# [Exercice]
Pouvez-vous modifier tout le matériel ci-dessous en remplaçant « Target » par « Object », sans rien changer d'autre et sans inclure les images dans votre réponse ?

# [Données de travail]

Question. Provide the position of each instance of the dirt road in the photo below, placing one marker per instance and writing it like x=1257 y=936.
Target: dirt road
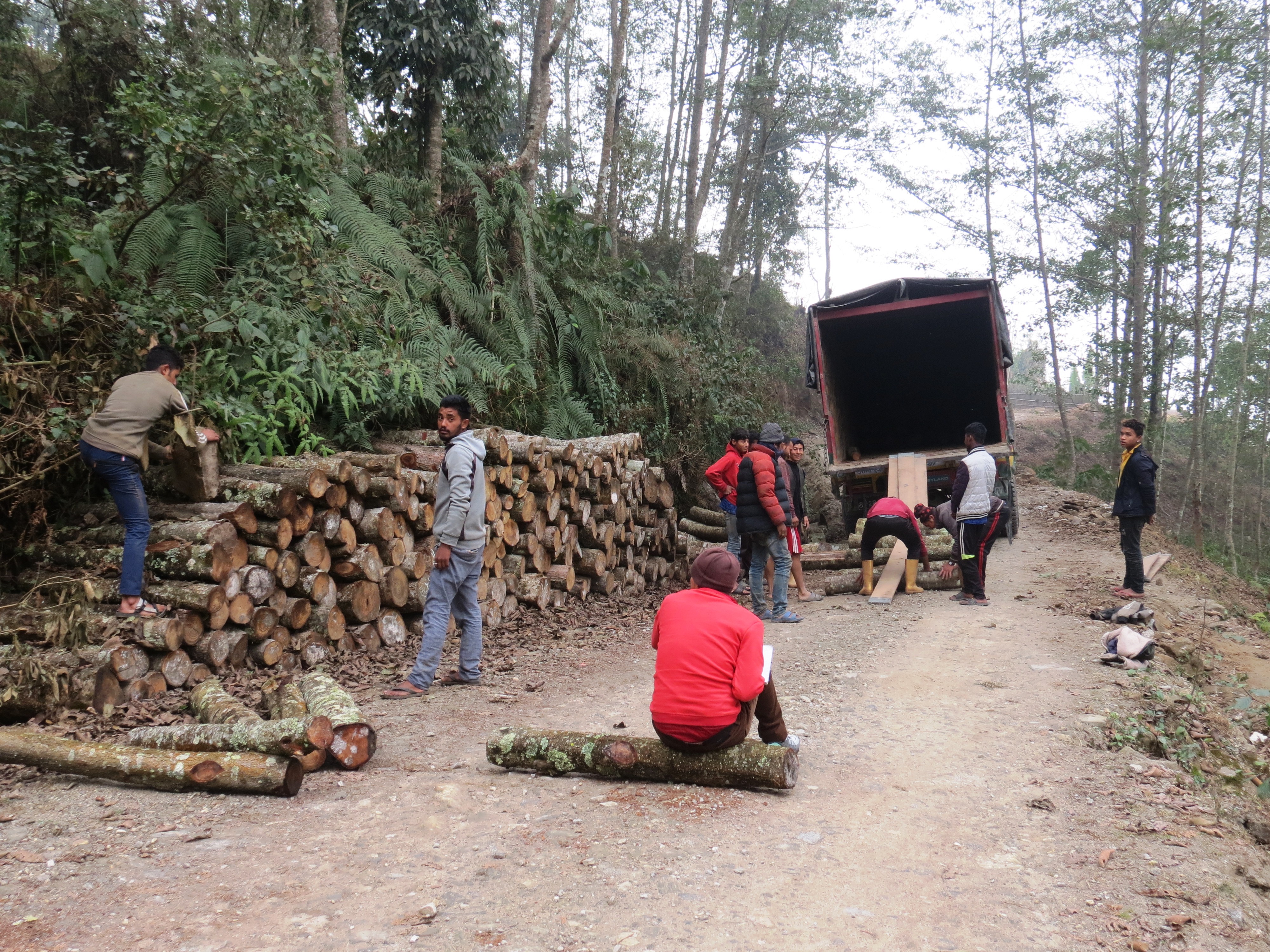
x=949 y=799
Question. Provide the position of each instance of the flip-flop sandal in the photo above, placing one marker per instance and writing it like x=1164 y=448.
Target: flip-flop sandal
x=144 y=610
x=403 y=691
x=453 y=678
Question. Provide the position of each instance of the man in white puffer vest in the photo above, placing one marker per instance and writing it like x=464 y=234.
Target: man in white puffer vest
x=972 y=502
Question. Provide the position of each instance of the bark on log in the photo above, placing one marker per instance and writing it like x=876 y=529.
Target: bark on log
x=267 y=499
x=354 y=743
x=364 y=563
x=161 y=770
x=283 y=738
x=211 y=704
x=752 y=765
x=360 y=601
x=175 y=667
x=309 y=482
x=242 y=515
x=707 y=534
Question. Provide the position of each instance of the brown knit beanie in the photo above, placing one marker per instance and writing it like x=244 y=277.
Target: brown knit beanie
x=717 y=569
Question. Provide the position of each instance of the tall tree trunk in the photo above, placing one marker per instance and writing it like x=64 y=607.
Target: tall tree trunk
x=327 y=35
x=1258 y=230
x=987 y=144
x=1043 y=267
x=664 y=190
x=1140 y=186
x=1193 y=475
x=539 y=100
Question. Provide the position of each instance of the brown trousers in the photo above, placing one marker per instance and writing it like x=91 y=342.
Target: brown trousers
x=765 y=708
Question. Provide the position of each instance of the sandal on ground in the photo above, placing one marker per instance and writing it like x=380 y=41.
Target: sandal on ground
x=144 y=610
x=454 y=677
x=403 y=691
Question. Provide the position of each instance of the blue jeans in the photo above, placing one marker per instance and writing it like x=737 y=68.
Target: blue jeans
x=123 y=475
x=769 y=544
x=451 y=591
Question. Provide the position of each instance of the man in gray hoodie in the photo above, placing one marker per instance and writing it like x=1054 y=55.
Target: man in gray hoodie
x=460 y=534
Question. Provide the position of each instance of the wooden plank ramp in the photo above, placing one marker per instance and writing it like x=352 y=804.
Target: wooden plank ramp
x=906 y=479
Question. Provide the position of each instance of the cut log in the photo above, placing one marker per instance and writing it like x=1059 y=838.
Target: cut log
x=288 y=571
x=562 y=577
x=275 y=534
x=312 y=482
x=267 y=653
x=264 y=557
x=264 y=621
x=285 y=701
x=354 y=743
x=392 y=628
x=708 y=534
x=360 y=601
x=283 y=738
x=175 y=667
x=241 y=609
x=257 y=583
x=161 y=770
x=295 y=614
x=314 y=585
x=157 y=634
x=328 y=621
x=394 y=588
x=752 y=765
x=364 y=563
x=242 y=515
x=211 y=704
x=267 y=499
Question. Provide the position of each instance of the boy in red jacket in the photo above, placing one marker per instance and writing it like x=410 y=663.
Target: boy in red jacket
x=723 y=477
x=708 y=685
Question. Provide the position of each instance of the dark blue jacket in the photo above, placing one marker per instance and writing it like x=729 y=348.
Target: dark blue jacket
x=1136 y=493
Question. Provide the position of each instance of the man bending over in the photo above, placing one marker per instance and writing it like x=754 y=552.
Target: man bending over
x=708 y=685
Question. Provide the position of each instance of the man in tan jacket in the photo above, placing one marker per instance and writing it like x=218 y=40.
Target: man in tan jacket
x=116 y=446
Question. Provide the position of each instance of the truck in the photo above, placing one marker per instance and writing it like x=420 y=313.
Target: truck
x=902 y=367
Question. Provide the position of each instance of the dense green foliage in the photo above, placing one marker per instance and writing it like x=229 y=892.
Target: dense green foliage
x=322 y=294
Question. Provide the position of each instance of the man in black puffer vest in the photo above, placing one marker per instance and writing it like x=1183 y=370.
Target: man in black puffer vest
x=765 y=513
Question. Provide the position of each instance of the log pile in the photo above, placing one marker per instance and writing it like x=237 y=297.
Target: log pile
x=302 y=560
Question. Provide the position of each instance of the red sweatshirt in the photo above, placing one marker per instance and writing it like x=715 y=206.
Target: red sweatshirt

# [Réponse]
Question. Provide the position of each instance of the dirt road in the photo below, placing one marker per instance and writing it like x=1257 y=936.
Object: dirt road
x=949 y=799
Question. Provide the position of each instance of the flip-flop sandal in the photo above, placing one marker per instance and writing it like x=1164 y=448.
Object: flip-flop sandal
x=144 y=610
x=403 y=691
x=453 y=678
Question. Provide the position of each instance of the man in white puffer vest in the photo above, placing one marker per instance and writing it like x=464 y=234.
Object: man in white puffer vest
x=972 y=502
Question. Provide the position of each instance of the bark on log in the photo above, placing one marker per instance and writing it like x=876 y=529.
Object: bark on log
x=267 y=499
x=354 y=743
x=364 y=563
x=161 y=770
x=283 y=738
x=211 y=704
x=752 y=765
x=360 y=601
x=175 y=667
x=309 y=482
x=242 y=515
x=707 y=534
Question. Provide the position of each instance of the brown knit beanie in the photo above, placing one marker per instance and writing it like x=244 y=277.
Object: brown knit beanie
x=717 y=569
Question. Provide the position of each instance of the tall tree trunk in the photo above, placing one marker per instance and writing it like x=64 y=607.
Object: tall tree trunk
x=327 y=35
x=1258 y=230
x=987 y=144
x=1043 y=267
x=664 y=190
x=1140 y=186
x=1193 y=475
x=539 y=100
Question. Provide the position of each instance of the brown trousers in the photo above, placing one marker per instance and writing it like x=91 y=342.
Object: brown trousers
x=765 y=708
Question. Provide the position of each instance of the sandal on ground in the photo above, placing one marker per instance and writing it like x=380 y=41.
Object: sandal on ground
x=144 y=610
x=454 y=677
x=403 y=691
Question. Provide the position of each instance of the blue jeans in the photo above, placing one marker per instance and writing it like x=737 y=68.
Object: blue jeans
x=123 y=475
x=769 y=544
x=451 y=591
Question. Provide the position of each instance of the man in gray hoodie in the photo above, placing one marker per instance and writing it like x=1054 y=55.
Object: man in gray hoodie
x=460 y=534
Question. Provide the position of each instance of the wooden plank ramp in the photo above, placing one marker per instance and writing it like x=352 y=804.
Object: wooden plank ramp
x=906 y=479
Question. Provide the position of each instance of the cut log in the photo above, placing one marker per instance and writing it like x=1059 y=838.
Object: cut log
x=288 y=571
x=562 y=577
x=275 y=534
x=312 y=482
x=267 y=653
x=264 y=557
x=264 y=621
x=285 y=701
x=354 y=743
x=392 y=628
x=708 y=534
x=360 y=601
x=283 y=738
x=175 y=667
x=241 y=609
x=257 y=583
x=161 y=770
x=295 y=614
x=314 y=585
x=157 y=634
x=328 y=621
x=394 y=588
x=752 y=765
x=364 y=563
x=242 y=515
x=211 y=704
x=267 y=499
Question. Provide the position of each instance of the boy in red jacket in the photo above, placing one marker per instance and writing it like x=410 y=663.
Object: boy in red jacket
x=723 y=477
x=708 y=685
Question. Provide the position of each instance of the dark blue jacket in the photo above, placing one marker per instance and writing it like x=729 y=348.
Object: dark blue jacket
x=1136 y=493
Question. Provide the position of each instance of the man bending over in the photo above, placing one marker per instance and writing it like x=754 y=552.
Object: man bending over
x=708 y=685
Question. Provide the position of each instance of the man in tan jacket in the photo above, placing one marker per instance and writing it like x=218 y=40.
Object: man in tan jacket
x=116 y=446
Question. Provide the position of each instance of the truck in the photo above, placing one marker per instance and writing it like x=420 y=313.
Object: truck
x=902 y=367
Question. Provide the position of each instance of the dense green foliage in the photo above, placing one marker per instance and writing it like x=229 y=892.
Object: dense green foliage
x=322 y=294
Question. Provide the position of each instance of the man in black puffer vest in the photo above, placing one marker per instance and writing it like x=1183 y=370.
Object: man in black puffer vest
x=765 y=513
Question. Provide the position of each instance of the log pile in the photo above, placing one marker per instance and writing it like x=237 y=297.
Object: log pile
x=302 y=560
Question. Provide the position of each instance of the red sweatshirt in the photo above, placing one marker per instance and writing it like x=715 y=206.
Object: red sweatshirt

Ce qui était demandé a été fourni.